Work required: According to the article on the five-year GP contract, from which year is the new balancing mechanism set to be introduced?

Passage:
= Beginning of Section =

Primary care networks might not be able to recruit additional staff if inflation rises significantly as that money would be used to cover practices’ increased core costs, the BMA has said.
As part of the five-year GP contract, NHS England and the BMA will introduce a new ‘balancing mechanism’ to protect practices and taxpayers against ’unexpectedly large increases in inflation or partner drawings’.
This mechanism will mean that if inflation is much higher than expected, funding set aside for new primary care network staff could be used to ‘offset’ the rising costs incurred as a result of the inflation, the BMA has told Pulse.
Conversly, in the unliklier event of deflation occuring, funding will be removed from the global sum to prevent practices from receiving funding uplifts way above inflation. This money will then be added to the network staff funding pot.
GPs argue that this ‘balancing mechanism’ could leave practices and networks out of pocket.
Under the contract, networks – which practices will be paid to join – will receive 70% recurrent funding for physiotherapists, physician associates, clinical pharmacists and community paramedics and 100% funding for social prescribers.
The contract also introduced a new ‘balancing mechanism’, set to be designed this year and introduced from 2020/21.

= End of Section =

Saved entries
= Beginning of Section =

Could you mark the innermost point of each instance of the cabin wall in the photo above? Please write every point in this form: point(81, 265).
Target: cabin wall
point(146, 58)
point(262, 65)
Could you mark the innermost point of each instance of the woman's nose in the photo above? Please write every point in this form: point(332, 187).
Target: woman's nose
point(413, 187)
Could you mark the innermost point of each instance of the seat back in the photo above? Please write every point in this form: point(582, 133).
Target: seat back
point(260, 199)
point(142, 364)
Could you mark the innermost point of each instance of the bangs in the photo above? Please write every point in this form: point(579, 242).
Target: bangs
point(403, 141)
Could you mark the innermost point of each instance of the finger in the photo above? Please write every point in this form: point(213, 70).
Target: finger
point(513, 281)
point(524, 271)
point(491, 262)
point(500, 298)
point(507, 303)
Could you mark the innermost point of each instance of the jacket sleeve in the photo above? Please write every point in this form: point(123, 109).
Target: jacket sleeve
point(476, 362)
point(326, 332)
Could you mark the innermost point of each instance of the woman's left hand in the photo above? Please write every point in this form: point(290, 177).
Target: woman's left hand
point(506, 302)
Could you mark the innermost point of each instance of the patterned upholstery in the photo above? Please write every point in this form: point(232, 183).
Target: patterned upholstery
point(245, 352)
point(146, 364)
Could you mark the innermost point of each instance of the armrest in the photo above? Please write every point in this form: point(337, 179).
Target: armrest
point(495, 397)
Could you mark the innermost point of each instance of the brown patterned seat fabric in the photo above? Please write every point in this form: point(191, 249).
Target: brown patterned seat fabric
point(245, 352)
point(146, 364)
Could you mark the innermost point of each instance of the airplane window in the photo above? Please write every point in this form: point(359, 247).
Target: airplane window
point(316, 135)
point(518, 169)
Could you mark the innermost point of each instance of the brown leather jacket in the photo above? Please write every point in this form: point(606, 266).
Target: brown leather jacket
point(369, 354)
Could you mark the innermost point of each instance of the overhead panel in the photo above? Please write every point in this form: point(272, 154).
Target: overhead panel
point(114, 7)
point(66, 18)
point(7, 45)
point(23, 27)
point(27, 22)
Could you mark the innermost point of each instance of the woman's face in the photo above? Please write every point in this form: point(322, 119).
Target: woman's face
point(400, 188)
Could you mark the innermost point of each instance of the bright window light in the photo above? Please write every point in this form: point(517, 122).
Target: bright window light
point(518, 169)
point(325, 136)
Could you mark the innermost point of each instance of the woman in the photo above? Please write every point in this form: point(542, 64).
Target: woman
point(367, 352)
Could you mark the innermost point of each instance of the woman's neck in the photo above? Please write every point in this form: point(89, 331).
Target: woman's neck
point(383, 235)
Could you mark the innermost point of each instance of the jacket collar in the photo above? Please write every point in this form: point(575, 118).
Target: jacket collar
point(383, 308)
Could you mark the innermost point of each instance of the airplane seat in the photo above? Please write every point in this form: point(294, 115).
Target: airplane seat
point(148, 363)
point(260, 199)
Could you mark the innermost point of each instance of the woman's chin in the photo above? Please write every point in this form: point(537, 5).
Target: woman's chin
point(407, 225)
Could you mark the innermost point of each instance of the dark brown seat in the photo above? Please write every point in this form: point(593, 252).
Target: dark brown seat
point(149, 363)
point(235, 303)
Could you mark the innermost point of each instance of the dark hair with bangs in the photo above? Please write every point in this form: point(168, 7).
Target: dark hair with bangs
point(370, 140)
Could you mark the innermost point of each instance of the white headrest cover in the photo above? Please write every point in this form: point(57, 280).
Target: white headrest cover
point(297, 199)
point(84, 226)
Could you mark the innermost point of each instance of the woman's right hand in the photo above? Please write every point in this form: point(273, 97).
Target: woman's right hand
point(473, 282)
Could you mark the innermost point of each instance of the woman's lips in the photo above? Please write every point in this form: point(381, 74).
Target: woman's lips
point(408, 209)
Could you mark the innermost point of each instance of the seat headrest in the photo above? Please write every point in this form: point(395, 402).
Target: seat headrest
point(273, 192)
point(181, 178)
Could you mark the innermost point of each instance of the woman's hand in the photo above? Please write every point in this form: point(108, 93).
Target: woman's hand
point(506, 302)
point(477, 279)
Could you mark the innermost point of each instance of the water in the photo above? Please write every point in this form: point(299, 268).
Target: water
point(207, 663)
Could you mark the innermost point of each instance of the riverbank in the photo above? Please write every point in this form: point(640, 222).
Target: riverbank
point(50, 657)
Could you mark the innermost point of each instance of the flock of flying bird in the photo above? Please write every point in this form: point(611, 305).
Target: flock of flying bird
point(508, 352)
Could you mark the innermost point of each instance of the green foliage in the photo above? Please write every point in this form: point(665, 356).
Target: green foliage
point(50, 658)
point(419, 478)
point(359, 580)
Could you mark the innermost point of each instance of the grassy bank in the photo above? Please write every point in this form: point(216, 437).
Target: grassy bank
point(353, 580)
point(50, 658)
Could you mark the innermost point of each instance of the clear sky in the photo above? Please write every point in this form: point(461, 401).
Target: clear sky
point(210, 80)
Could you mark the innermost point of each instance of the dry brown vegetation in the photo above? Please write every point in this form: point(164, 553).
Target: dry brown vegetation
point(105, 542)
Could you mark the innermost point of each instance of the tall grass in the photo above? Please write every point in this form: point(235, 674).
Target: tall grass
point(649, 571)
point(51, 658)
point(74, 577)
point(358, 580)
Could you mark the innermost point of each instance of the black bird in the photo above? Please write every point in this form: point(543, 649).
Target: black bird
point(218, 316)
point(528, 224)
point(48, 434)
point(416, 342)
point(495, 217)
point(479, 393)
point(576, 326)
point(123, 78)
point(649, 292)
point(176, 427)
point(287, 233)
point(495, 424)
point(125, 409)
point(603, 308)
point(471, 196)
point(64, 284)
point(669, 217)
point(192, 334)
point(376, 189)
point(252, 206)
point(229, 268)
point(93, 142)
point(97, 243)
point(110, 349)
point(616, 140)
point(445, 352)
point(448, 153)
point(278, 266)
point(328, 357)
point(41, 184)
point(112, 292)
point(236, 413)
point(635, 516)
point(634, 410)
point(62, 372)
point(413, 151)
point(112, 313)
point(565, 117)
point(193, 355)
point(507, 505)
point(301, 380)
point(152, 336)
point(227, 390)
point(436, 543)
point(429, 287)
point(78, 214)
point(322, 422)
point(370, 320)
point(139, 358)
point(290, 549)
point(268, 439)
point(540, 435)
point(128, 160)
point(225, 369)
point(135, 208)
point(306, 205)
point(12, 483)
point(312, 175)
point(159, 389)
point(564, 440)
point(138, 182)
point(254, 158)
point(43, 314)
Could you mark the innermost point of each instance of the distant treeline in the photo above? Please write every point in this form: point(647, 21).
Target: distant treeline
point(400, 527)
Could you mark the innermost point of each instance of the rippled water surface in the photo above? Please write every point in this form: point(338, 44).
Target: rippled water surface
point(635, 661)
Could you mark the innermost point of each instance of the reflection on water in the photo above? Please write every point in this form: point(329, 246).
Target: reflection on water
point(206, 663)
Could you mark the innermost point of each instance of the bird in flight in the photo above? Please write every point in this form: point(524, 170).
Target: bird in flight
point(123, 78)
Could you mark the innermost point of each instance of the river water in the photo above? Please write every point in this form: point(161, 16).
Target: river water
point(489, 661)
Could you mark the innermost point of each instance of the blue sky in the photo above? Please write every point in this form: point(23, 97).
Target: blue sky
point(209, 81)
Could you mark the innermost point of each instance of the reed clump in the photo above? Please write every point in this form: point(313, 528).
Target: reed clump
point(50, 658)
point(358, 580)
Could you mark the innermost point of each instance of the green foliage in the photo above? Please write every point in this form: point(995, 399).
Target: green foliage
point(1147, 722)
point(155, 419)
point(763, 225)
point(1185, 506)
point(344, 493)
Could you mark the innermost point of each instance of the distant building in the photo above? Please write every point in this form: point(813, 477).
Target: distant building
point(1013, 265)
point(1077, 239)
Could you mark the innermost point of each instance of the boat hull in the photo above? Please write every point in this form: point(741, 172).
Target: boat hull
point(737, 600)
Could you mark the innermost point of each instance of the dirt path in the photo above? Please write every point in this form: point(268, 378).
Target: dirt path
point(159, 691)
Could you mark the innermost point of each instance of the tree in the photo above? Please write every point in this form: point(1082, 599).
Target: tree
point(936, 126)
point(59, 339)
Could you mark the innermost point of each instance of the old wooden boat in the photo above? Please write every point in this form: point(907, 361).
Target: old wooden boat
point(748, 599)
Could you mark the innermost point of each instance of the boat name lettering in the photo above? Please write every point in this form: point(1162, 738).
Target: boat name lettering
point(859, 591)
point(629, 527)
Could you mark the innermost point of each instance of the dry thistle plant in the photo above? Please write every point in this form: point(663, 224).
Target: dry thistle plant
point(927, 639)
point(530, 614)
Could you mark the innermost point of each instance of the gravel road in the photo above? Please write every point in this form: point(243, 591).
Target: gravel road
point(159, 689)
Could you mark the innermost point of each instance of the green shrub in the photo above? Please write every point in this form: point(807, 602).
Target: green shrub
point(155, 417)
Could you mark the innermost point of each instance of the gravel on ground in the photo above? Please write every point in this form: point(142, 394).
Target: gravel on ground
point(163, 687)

= End of Section =

Task response: From 2020/21.